• [TEXT SECTION]:
-*-

New S[16] Capability bits:
1 = UTF8 Filenames (UTF8NAMES)
2 = GMT (UCT) file timestamps (GMTSTAMPS)
4 = (free...)
5. Info Exchange (NOT IMPLEMENTED YET)
The idea is for the two Kermits to exchange information with each other that
applies to the transaction as a whole, but is beyond the scope of (too
voluminous for) the S/Y or I/Y exchange.
a. Add a new capability bit for this.
b. The file sender sets this bit in its S packet.
c. The file receiver agrees by setting the same bit in its ACK(S).
At this point, if the two Kermits have agreed, the sender may (but need not)
send an "L" packet, which contains an unencoded parameter-length-value (PLV)
sequence (just like an "A" packet) of information applying to the connection
and the entire transfer. Parameters (all are optional):
F = (Sender only) Number of files (expressed as decimal string)
L = (Sender only) Total length, decimal string. Obviously iffy for
text-mode transfers, but we've always had that problem.
E = Encoding: Kermit transfer character-set designation for text used in
any of these fields that can contain arbitrary text. Default = ASCII.
Syntax: exactly as in A packet.
H = Hostname (e.g. so local Kermit can show remote host's name on the
file transfer display).
D = Current directory, syntax according to SET FILE NAMES.
O = Organization name. Arbitrary text, encoding specified in E.
C = Country code (ISO 3166).
T = Connection type (to allow automatic choices of various things based
on whether the connection is known to be reliable -- e.g. TCP/IP at
*both* ends). Number. 0 = unknown (usually the case when in remote
mode); 1 = serial port; 2 = ISDN; 3 = TCP; 4 = UDP; 5 = CTERM; 6 = LAT;
etc etc.
A = Address. Interpreted according to connection type. This can be the IP
hostname, IP address, or other address specific to the network type, or
telephone phone number in +1(212)7654321 format, for display on the
other Kermit's screen, or logging, or callback, or any other desired
reason. All sorts of uses for this one can be imagined.

-*-

• [INFORMATION GIVEN]:

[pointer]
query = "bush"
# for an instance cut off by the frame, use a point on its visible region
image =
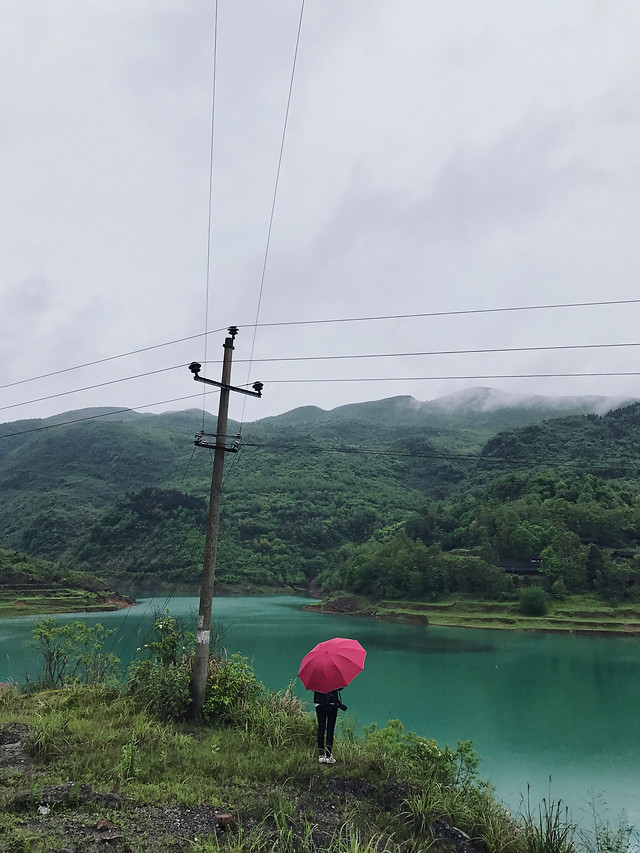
(534, 601)
(72, 654)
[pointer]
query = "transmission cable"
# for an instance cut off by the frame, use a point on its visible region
(210, 204)
(275, 196)
(92, 387)
(326, 321)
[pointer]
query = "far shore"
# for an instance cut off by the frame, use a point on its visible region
(574, 614)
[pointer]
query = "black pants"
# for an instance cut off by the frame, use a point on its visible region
(326, 724)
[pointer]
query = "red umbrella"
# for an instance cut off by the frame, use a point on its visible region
(332, 664)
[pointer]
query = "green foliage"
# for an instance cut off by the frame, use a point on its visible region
(231, 689)
(72, 653)
(160, 683)
(548, 829)
(134, 513)
(533, 601)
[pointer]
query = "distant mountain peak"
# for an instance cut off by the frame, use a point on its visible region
(483, 399)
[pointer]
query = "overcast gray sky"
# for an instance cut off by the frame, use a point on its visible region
(439, 157)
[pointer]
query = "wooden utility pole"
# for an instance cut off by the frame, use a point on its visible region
(198, 683)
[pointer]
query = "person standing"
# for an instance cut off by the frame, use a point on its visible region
(327, 705)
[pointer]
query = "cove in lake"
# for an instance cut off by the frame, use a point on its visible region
(534, 705)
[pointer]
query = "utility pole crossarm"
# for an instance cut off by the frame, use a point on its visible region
(195, 367)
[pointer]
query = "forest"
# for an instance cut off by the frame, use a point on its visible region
(385, 499)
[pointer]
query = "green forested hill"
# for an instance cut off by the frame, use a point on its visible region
(125, 495)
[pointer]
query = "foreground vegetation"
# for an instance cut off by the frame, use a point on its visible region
(119, 763)
(314, 494)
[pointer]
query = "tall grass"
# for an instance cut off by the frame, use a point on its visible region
(255, 756)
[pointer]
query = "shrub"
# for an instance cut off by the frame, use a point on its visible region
(231, 688)
(72, 654)
(534, 601)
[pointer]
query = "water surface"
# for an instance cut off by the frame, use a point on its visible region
(535, 705)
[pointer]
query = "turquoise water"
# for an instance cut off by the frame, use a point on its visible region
(535, 705)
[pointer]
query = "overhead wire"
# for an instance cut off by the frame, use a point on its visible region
(92, 387)
(353, 357)
(275, 196)
(357, 319)
(210, 203)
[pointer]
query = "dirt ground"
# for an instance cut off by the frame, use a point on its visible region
(83, 820)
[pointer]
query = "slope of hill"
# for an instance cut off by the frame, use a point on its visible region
(125, 493)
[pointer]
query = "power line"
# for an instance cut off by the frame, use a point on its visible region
(98, 416)
(211, 147)
(275, 191)
(493, 350)
(437, 352)
(324, 322)
(439, 378)
(92, 387)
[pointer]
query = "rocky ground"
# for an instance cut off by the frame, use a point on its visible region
(77, 819)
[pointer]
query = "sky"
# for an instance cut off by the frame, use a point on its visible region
(359, 187)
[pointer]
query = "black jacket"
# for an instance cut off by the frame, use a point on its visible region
(332, 698)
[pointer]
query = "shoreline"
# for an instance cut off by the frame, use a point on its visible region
(600, 619)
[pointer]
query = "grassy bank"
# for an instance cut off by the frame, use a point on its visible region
(92, 771)
(30, 601)
(579, 613)
(96, 764)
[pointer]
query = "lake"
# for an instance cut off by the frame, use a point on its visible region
(535, 705)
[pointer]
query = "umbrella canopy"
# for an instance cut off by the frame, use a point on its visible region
(332, 664)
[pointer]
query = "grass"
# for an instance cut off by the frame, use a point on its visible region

-*-

• [AIM]: Write the next part of the Kermit protocol notes, starting right after the entry for the A parameter. The data has no connection to the Kermit protocol notes.

• [SOLVED EXERCISE]:
X = Encryption identifier (this needs spelling out).
K = Public key for X, when applicable (more thought needed).
N = (Receiver only): No. Refuses the transaction. Optionally one or more
more parameter letters are given as data, to indicate the reason for
refusal.
Also add specific platform identifier, OS name and version, Kermit software
name and version, endianness, ...
The order doesn't matter, except that if E is given, it must precede any
arbitrary-text fields. We can have up to 96 parameters, one for each 7-bit
graphic character. One must be reserved as an escape for when we run out.
NOTE: "L" was our last unused uppercase letter for packet types. Additional
packet types will be lowercase letters or other graphic characters. At least
one must be reserved as an escape for when we run out.
Notes on encyrption (from Jeff):
Now that the PGP style of public key encryption is no longer covered by patent
and it looks like the IETF is going to accept PGP encryption as their
standard, Kermit public key encryption could work like this:
. The sender and receiver would negotiate the type of encryption to use.
. The receiver would then deliver its public key to the sender.
. The sender would then encrypt all data for the transaction using
that public key, which only the receiver would be able to decrypt.
This would allow Kermit to generate keys completely on the fly without any
need for local files or user intervention.
6. Extended Sequence Numbers and Window Size
32 just isn't big enough, e.g. for interplanetary transfers, not to mention
the Internet some days. But we can't increase it beyond 32 because it is
limited to the half the sequence-number range, which is 64. So for larger
windows we must increse the sequence number space. But we can't do this in
the regular sequence number field, at least not significantly, because it is
restricted to a 64-byte codeset (in theory maybe 94, but that too would
require a change in the protocol, and as long as we're changing it, let's
shoot higher).
(*** This not so important any more because of streaming ***)
6.1. Negotiation
a. Add a new capability bit for this.
b. The file sender sets this bit in its S packet.
c. The file receiver agrees by setting the same bit in its ACK(S).
d. Add another 2-byte field to the init string, XWINDO.
This works exactly like long packet negotiation. If the bit is set then we
fetch the actual window size from the two XWINDO bytes, which are in excess-32
base-95 notation, just like the extended packet length. The receiver that
doesn't understand this option, of course, fetches the window size from the
regular WINDO field. When this option is negotiated, the maximum sequence
number is thus 95^2 - 1 = 9024, and the maximum window size is half that, or
4512. A 4512-packet window of 9024-byte packets (the theoretical maximum)
would require about 7MB of packet buffers. Obviously a smaller actual maximum
can be imposed by the implementation.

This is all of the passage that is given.